- [Exercise]:
Only the closing portion of the entries is to be reproduced: the line containing "Query: tree canopy" through the very last line, exactly as written.

- [Available data]:

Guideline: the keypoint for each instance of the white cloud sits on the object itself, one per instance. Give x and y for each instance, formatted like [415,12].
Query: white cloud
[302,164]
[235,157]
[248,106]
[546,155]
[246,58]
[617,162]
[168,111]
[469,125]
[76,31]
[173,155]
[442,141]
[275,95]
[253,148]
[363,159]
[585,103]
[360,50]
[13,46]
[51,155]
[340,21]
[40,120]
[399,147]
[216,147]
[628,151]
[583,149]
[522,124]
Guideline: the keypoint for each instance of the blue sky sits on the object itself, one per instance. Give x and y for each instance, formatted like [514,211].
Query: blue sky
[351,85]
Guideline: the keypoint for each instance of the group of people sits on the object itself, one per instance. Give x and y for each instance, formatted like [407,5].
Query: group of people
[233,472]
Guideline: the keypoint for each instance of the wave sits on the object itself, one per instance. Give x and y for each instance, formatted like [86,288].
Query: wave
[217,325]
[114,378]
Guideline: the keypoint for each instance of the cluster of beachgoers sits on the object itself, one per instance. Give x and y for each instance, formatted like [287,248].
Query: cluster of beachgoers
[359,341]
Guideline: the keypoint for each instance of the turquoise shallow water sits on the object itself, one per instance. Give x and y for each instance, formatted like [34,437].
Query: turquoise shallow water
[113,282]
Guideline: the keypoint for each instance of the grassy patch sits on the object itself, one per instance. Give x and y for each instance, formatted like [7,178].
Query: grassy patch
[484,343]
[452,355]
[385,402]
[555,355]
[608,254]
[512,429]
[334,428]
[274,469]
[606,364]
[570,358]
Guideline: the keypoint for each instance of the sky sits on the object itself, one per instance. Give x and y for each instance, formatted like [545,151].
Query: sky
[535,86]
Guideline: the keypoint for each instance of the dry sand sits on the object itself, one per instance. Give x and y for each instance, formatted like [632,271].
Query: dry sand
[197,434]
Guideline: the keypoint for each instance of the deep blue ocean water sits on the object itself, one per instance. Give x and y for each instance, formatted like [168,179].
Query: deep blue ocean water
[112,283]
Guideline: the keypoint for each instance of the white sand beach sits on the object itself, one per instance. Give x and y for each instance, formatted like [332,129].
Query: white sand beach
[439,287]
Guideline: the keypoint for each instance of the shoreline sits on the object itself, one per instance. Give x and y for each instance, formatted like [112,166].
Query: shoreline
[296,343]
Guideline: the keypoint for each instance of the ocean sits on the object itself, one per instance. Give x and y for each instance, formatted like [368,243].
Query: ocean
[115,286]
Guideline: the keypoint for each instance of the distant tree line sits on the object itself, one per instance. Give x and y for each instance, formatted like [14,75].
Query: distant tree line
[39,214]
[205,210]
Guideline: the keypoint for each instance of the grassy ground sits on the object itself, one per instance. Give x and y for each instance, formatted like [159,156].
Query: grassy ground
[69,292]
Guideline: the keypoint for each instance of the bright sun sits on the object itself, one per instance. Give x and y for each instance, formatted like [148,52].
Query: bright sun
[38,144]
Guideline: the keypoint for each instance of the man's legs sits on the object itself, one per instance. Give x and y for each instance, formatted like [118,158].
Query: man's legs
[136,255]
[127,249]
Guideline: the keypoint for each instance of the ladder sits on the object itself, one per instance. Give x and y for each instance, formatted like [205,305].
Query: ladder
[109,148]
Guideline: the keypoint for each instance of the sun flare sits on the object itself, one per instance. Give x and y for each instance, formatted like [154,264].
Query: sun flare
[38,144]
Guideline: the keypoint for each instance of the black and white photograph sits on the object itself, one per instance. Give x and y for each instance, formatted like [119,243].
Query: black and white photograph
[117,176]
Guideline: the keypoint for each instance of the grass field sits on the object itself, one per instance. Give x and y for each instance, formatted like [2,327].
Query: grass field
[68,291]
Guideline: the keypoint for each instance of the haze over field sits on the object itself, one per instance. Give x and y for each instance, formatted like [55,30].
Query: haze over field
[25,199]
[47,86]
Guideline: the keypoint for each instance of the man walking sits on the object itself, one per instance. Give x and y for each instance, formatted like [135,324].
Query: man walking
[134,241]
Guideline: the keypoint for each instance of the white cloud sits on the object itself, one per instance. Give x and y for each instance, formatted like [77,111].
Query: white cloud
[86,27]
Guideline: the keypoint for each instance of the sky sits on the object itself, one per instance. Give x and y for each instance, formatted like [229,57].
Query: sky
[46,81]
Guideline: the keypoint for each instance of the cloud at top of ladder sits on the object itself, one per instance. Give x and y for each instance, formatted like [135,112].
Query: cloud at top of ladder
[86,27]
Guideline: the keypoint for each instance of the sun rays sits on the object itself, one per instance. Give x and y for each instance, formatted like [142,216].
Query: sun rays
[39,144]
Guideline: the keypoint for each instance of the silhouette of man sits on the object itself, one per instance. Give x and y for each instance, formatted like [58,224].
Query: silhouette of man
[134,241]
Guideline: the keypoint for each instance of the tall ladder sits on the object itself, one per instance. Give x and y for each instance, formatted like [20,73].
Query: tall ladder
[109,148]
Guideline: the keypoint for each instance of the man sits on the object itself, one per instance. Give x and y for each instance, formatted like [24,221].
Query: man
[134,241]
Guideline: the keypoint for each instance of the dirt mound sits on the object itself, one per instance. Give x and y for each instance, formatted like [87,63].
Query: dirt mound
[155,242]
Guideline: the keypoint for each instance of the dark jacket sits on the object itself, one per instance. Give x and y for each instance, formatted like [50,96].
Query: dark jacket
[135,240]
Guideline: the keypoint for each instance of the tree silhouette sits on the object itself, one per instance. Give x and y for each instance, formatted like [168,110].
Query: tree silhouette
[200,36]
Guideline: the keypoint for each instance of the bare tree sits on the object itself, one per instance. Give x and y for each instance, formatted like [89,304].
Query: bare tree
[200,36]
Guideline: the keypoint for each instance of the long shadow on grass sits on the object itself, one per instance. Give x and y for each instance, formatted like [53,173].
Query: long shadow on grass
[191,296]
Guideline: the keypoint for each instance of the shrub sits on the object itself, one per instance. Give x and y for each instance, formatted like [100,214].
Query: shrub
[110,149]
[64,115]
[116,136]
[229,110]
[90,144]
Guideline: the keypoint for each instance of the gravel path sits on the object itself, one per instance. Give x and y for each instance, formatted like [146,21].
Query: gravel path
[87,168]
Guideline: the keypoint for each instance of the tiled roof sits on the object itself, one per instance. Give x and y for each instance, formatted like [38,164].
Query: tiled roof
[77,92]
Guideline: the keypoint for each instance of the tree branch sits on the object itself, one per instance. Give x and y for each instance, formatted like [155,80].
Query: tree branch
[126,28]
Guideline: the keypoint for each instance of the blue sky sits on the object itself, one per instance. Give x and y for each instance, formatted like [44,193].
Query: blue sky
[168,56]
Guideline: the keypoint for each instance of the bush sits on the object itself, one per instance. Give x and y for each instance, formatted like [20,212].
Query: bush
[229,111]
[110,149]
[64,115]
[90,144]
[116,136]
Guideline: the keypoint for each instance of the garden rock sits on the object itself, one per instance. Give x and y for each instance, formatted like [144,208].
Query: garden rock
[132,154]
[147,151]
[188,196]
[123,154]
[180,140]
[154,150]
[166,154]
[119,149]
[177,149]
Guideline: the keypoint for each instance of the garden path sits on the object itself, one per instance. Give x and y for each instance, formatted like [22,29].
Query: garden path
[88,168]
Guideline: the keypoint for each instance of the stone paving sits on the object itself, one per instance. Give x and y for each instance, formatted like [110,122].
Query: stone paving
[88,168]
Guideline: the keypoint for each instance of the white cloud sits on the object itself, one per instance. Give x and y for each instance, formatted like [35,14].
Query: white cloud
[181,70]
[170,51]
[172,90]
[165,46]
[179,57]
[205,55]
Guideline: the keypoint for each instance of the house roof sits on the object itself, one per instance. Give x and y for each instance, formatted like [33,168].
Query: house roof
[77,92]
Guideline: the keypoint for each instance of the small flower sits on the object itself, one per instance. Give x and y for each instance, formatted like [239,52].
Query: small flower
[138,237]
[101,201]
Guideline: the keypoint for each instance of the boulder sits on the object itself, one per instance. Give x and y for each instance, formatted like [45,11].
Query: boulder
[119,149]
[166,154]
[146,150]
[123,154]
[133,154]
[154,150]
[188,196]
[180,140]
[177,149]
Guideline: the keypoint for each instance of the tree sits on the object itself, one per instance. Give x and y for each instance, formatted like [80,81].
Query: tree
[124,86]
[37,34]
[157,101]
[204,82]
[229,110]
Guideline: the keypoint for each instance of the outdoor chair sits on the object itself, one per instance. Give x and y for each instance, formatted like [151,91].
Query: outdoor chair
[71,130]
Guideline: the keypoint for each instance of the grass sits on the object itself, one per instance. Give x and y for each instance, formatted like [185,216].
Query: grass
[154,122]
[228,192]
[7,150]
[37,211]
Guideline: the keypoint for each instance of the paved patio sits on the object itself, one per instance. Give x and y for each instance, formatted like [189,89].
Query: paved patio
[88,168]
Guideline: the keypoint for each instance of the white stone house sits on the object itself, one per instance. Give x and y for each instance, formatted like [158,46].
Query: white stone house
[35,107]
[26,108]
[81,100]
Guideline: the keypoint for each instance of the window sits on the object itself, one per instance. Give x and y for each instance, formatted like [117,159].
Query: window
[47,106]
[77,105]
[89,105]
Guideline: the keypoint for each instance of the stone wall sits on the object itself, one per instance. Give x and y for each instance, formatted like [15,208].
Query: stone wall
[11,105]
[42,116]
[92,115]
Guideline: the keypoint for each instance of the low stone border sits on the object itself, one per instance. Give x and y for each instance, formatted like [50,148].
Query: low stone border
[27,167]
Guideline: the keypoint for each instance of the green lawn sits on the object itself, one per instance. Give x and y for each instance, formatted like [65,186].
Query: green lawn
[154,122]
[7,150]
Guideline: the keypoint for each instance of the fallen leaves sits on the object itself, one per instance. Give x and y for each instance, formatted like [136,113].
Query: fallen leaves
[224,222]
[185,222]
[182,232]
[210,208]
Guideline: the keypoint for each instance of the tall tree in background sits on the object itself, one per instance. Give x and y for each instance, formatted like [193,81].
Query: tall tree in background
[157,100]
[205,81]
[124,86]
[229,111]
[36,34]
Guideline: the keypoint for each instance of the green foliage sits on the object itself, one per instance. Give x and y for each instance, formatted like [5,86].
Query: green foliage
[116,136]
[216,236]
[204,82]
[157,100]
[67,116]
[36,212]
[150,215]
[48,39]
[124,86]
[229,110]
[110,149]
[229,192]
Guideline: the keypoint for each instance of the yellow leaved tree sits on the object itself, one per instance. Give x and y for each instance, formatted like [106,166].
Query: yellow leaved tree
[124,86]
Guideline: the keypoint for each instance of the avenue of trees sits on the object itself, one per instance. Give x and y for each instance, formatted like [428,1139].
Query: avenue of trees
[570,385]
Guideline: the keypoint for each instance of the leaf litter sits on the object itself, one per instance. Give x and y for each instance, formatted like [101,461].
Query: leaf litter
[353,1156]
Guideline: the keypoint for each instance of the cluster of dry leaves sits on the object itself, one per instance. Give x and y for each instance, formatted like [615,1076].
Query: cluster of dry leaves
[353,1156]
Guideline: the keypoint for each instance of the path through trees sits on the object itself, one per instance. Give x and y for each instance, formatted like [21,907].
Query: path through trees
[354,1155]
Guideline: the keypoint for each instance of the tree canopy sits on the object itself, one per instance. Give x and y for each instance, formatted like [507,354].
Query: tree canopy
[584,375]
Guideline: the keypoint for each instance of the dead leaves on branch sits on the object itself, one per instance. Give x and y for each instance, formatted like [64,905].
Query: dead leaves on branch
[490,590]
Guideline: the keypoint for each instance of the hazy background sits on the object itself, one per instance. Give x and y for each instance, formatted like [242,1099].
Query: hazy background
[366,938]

- [Solution to this problem]:
Query: tree canopy
[584,375]
Guideline: the keypoint for each instance of the dead leaves on branch sits on the object itself, one per instance. Give x and y for each instance, formatted like [64,905].
Query: dead leaves on branch
[490,590]
Guideline: the keypoint for each instance of the hazy background sits on the object itself, one per instance. Give x and y for each instance, formatted like [242,1099].
Query: hazy background
[366,938]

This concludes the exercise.